-------- GIVEN DATA

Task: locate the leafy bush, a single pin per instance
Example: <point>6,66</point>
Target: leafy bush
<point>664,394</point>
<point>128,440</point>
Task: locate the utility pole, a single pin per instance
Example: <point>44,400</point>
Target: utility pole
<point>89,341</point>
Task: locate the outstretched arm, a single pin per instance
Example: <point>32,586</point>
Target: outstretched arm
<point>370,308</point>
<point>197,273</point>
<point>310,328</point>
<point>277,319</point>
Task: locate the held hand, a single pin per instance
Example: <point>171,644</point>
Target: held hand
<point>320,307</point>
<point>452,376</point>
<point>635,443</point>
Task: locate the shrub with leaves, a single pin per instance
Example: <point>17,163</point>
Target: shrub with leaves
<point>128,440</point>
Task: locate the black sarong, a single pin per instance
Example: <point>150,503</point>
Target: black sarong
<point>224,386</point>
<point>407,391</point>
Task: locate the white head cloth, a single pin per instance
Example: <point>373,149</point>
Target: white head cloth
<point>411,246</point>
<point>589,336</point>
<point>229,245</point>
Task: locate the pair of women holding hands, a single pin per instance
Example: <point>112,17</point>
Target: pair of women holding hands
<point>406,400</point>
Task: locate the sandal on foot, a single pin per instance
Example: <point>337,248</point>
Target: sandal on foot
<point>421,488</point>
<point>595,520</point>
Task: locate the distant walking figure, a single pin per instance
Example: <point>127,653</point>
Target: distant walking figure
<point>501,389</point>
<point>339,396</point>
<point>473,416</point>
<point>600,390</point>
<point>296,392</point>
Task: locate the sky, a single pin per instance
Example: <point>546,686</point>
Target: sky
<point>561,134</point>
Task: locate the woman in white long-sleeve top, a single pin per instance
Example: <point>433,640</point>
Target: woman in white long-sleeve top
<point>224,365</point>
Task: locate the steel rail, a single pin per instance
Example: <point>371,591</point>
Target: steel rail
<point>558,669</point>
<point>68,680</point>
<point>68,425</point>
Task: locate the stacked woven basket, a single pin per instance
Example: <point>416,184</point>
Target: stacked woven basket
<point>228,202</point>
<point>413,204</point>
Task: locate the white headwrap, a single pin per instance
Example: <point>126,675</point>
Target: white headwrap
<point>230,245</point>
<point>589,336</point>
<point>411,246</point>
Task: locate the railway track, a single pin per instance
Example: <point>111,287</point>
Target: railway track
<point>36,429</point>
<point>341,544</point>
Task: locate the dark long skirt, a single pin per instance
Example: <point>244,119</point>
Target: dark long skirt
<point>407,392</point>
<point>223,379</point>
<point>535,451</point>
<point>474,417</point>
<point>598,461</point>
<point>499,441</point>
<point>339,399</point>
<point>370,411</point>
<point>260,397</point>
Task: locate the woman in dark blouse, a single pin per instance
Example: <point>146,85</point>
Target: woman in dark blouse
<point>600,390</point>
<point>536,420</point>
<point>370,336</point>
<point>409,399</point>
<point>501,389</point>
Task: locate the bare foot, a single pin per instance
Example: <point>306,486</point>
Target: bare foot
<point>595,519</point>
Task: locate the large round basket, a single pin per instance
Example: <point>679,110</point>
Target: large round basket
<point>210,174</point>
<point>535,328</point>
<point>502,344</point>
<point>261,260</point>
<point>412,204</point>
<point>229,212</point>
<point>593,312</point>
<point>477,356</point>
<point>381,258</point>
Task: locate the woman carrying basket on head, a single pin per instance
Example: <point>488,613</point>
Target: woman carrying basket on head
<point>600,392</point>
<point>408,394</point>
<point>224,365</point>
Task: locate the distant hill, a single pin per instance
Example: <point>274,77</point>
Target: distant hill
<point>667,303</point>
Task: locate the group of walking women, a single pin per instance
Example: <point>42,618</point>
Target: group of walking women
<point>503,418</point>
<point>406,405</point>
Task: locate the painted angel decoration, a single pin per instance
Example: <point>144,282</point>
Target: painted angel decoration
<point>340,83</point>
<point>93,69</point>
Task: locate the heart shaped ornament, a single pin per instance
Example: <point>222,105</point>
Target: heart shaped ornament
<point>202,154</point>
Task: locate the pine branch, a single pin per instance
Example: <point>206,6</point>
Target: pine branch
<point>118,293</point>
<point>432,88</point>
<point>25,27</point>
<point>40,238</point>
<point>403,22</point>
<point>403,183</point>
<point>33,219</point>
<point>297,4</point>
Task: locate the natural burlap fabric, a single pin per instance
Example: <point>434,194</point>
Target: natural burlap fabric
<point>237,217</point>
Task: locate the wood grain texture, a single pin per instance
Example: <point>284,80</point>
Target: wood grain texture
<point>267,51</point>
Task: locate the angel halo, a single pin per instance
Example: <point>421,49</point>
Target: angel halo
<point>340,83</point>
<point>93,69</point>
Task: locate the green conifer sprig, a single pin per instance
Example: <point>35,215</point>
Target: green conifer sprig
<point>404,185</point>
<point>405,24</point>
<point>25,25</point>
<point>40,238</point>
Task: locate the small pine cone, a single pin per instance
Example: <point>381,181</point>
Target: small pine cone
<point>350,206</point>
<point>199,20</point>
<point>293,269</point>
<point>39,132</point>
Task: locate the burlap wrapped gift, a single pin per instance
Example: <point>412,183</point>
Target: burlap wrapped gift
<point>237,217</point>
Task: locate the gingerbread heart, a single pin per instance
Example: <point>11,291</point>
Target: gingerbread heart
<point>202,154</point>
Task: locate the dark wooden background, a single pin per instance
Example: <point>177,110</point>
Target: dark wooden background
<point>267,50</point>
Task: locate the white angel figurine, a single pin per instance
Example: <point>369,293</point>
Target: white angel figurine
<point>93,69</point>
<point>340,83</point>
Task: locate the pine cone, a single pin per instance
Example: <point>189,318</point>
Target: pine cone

----------------

■ TASK DIRECTIONS:
Reproduce all of the rows above verbatim, keeping every line in its original order.

■ RESPONSE TO THE EXERCISE:
Task: locate the leafy bush, a single pin per instance
Example: <point>6,66</point>
Target: leafy bush
<point>664,394</point>
<point>128,440</point>
Task: locate the utility pole, a single pin per instance
Example: <point>44,400</point>
Target: utility pole
<point>89,341</point>
Task: locate the outstretched arm, a single pin per instance
Example: <point>32,586</point>
Target: outstretched arm
<point>370,308</point>
<point>197,273</point>
<point>310,328</point>
<point>277,319</point>
Task: locate the held hand, a single pin per instance
Example: <point>171,644</point>
Target: held hand
<point>320,307</point>
<point>452,376</point>
<point>635,443</point>
Task: locate the shrub with leaves, a single pin per instance
Example: <point>17,163</point>
Target: shrub with leaves
<point>128,440</point>
Task: locate the black sarong, a single pin per instance
Example: <point>150,503</point>
Target: black sarong
<point>224,386</point>
<point>407,391</point>
Task: locate the white head cloth, a single pin per instance
Example: <point>373,149</point>
Target: white head cloth
<point>411,246</point>
<point>589,336</point>
<point>229,245</point>
Task: locate the pair of women holding hands, a single pin per instance
Example: <point>112,17</point>
Target: pair of women holding hands
<point>406,400</point>
Task: locate the sandal on foot, a single pin per instance
Example: <point>337,248</point>
Target: sandal on foot
<point>421,488</point>
<point>595,520</point>
Task: locate the distant walking figure, a single pin per instance
Example: <point>127,653</point>
Target: distant walking figure
<point>501,389</point>
<point>339,396</point>
<point>473,416</point>
<point>600,390</point>
<point>296,392</point>
Task: locate the sky, a single pin per instance
Example: <point>546,686</point>
Target: sky
<point>561,134</point>
Task: locate the woman in white long-sleeve top, a single pin per instance
Example: <point>433,640</point>
Target: woman in white long-sleeve top
<point>224,365</point>
Task: locate the steel rail, a single pin per instance
Example: <point>371,591</point>
Target: steel rail
<point>558,669</point>
<point>68,680</point>
<point>68,425</point>
Task: locate the stacked woven basket, a single pin per instance
Example: <point>416,184</point>
Target: stacked woven basket
<point>228,202</point>
<point>413,204</point>
Task: locate the white headwrap, a single pin per instance
Example: <point>126,675</point>
Target: white headwrap
<point>230,245</point>
<point>589,336</point>
<point>411,246</point>
Task: locate the railway track, a single pin per instance
Example: <point>111,287</point>
Target: railway track
<point>36,429</point>
<point>341,544</point>
Task: locate the dark long skirt, a single pin per instance
Example: <point>244,119</point>
Target: dark long skirt
<point>407,392</point>
<point>223,379</point>
<point>535,451</point>
<point>474,417</point>
<point>598,461</point>
<point>499,441</point>
<point>339,399</point>
<point>370,411</point>
<point>260,397</point>
Task: locate the woman in dark blouse, a single pin per instance
Example: <point>146,85</point>
Target: woman in dark blouse
<point>600,390</point>
<point>536,420</point>
<point>370,336</point>
<point>409,399</point>
<point>501,389</point>
Task: locate the bare foot, a single pin per instance
Example: <point>306,486</point>
Target: bare foot
<point>595,519</point>
Task: locate the large round basket, a single pin per instance
Example: <point>679,110</point>
Target: large round basket
<point>210,174</point>
<point>535,328</point>
<point>502,344</point>
<point>261,260</point>
<point>412,204</point>
<point>229,212</point>
<point>593,312</point>
<point>477,356</point>
<point>381,258</point>
Task: locate the woman carrying basket on head, a single pin per instance
Example: <point>488,613</point>
Target: woman carrying basket on head
<point>600,392</point>
<point>408,394</point>
<point>224,365</point>
Task: locate the distant hill, a single pin per instance
Example: <point>274,77</point>
Target: distant hill
<point>667,303</point>
Task: locate the group of walking women, a single pin per instance
Example: <point>42,618</point>
Target: group of walking women
<point>503,418</point>
<point>406,405</point>
Task: locate the painted angel decoration, a single pin per instance
Example: <point>144,282</point>
Target: painted angel decoration
<point>340,83</point>
<point>93,69</point>
Task: locate the heart shaped ornament, a single pin per instance
Example: <point>222,105</point>
Target: heart shaped ornament
<point>202,154</point>
Task: locate the pine branch, a single pin per instance
Example: <point>206,6</point>
Target: pine branch
<point>118,293</point>
<point>432,88</point>
<point>25,27</point>
<point>40,238</point>
<point>403,22</point>
<point>403,183</point>
<point>33,219</point>
<point>297,4</point>
Task: locate the natural burlap fabric, a single pin per instance
Example: <point>434,194</point>
Target: natural burlap fabric
<point>237,217</point>
Task: locate the wood grain texture, a single pin per instance
Example: <point>284,80</point>
Target: wood grain texture
<point>267,51</point>
Task: locate the angel halo, a single pin per instance
Example: <point>421,49</point>
Target: angel halo
<point>340,83</point>
<point>93,69</point>
Task: locate the green conifer sprig, a single pin per instance
Example: <point>35,215</point>
Target: green conifer sprig
<point>404,185</point>
<point>405,24</point>
<point>25,25</point>
<point>40,238</point>
Task: locate the small pine cone, a single pin per instance
Example: <point>381,181</point>
Target: small pine cone
<point>350,206</point>
<point>199,20</point>
<point>293,269</point>
<point>39,132</point>
Task: locate the burlap wrapped gift, a single pin per instance
Example: <point>412,183</point>
Target: burlap wrapped gift
<point>237,217</point>
Task: locate the gingerbread heart, a single pin per instance
Example: <point>11,291</point>
Target: gingerbread heart
<point>202,154</point>
Task: locate the dark wooden background, a single pin per instance
Example: <point>177,110</point>
Target: dark wooden background
<point>267,50</point>
Task: locate the white angel figurine, a single pin per instance
Example: <point>369,293</point>
Target: white angel figurine
<point>93,69</point>
<point>340,83</point>
Task: locate the pine cone, a single pin per instance
Example: <point>189,318</point>
Target: pine cone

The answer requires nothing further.